_What you should do_. Copy out the entries below exactly as they stand, but only from the line containing "Target: window" through the line containing "Target: dancer in traditional regalia".

_Natural-language object grounding data_.
= = = = = = =

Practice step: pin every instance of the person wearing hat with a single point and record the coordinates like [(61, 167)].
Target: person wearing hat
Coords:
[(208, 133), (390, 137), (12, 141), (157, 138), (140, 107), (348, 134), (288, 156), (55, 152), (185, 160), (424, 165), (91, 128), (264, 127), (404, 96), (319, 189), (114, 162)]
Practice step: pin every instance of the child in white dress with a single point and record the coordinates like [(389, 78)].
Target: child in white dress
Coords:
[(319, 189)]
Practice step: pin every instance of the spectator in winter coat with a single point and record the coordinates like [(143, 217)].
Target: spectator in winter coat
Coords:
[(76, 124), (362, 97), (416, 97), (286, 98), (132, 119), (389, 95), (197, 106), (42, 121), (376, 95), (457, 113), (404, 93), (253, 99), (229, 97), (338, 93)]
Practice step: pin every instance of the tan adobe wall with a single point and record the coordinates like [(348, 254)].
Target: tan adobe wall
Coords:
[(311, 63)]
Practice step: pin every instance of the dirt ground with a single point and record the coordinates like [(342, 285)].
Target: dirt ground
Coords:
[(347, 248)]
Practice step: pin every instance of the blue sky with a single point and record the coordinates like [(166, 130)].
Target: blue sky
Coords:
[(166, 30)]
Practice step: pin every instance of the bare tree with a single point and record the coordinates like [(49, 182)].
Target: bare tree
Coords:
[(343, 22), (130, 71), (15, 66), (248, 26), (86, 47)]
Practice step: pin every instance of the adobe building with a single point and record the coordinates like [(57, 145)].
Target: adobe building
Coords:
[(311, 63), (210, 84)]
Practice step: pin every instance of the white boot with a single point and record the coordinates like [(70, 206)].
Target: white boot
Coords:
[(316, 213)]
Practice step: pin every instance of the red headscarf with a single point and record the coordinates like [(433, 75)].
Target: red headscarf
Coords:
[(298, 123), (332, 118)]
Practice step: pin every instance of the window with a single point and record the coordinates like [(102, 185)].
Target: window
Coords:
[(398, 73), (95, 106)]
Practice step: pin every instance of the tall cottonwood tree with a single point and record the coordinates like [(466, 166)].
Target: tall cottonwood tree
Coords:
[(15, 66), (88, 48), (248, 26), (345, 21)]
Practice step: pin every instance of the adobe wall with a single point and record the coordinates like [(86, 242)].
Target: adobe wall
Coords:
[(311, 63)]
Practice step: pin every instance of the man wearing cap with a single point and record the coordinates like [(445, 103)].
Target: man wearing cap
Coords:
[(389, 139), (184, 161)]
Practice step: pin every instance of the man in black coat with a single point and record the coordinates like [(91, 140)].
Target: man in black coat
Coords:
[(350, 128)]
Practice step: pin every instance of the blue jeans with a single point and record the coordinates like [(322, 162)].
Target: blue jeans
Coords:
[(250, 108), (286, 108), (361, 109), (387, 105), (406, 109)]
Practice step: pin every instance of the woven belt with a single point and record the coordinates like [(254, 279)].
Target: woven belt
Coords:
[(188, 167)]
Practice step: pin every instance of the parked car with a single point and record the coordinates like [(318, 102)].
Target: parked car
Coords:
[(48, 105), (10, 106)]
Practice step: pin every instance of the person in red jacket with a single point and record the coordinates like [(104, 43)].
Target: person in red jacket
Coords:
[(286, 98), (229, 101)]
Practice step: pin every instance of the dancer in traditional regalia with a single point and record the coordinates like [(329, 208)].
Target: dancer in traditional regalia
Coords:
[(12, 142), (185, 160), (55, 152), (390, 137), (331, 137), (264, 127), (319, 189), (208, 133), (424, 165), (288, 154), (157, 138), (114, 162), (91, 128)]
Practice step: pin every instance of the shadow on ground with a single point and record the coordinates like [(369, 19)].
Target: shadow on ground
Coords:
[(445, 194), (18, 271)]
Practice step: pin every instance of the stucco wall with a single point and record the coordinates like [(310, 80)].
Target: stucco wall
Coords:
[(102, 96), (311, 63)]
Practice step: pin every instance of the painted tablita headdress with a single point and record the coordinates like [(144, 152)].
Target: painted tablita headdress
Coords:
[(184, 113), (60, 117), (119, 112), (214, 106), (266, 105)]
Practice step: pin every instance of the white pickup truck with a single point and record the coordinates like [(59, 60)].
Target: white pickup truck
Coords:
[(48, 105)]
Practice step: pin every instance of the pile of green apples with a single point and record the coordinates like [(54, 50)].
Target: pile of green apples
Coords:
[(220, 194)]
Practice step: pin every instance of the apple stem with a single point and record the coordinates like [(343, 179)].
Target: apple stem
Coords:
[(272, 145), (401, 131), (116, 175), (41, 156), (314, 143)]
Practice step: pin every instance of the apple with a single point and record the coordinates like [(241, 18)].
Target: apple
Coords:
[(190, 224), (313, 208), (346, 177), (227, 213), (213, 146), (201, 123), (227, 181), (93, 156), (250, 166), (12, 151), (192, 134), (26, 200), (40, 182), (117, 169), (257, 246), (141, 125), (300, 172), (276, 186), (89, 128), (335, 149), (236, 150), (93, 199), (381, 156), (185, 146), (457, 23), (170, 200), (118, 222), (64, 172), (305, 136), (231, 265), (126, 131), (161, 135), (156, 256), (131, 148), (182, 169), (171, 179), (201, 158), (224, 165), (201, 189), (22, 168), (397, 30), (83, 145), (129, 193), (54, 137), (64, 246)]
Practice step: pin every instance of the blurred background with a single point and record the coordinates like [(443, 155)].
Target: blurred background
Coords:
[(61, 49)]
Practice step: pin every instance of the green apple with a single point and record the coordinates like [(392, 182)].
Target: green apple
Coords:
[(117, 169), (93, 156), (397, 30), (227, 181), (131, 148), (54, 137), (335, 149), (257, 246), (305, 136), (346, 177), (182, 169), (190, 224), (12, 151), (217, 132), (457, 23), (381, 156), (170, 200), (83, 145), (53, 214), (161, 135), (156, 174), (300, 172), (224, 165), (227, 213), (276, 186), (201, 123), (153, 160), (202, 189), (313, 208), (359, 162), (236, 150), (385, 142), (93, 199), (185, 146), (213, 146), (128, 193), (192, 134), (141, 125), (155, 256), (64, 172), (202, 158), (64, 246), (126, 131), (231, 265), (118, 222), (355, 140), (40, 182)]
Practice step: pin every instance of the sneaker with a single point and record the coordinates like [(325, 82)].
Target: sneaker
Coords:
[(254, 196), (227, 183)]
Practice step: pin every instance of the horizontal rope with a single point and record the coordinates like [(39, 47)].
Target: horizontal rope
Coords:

= = = = = = =

_Exercise result_.
Target: window
Coords:
[(398, 73), (95, 106)]
Practice step: pin every instance of the tall cottonwood tree with a single point and record the coordinates like [(466, 166)].
Target: tall cottonwood tree
Coords:
[(15, 66), (88, 48), (248, 26), (345, 21)]
Practice step: pin every instance of the adobe wall with a single point and record the coordinates like [(86, 242)].
Target: adobe wall
Coords:
[(311, 63)]
Practice step: pin every instance of the man wearing cap with a single point and record the coordinates like [(445, 103)].
Target: man wearing cap
Coords:
[(389, 139), (184, 161)]
Practice step: pin every instance of the man in black coat with a single point and record the coordinates like [(91, 140)].
Target: man in black coat
Coords:
[(350, 128)]
Practice step: pin every instance of the blue jeans with a single point and record the coordinates like [(322, 162)].
Target: blue jeans
Coords:
[(250, 108), (286, 108), (361, 109), (387, 105), (406, 109)]
Practice step: pin every instance of the woven belt with a single point and record the coordinates like [(254, 279)].
Target: woven belt
Coords:
[(188, 167)]
Practice step: pin every instance of the parked car with a single point and record the coordinates like [(318, 102)].
Target: parked car
Coords:
[(48, 105), (10, 106)]
Practice step: pin every instance of the person in red jacket with a single point and record the coordinates like [(104, 43)].
Target: person in red jacket
Coords:
[(286, 98), (229, 101)]
Practice step: pin every instance of the dancer in traditional regalia with a single point and record the coordinates like [(329, 208)].
Target: dancer in traditional regalia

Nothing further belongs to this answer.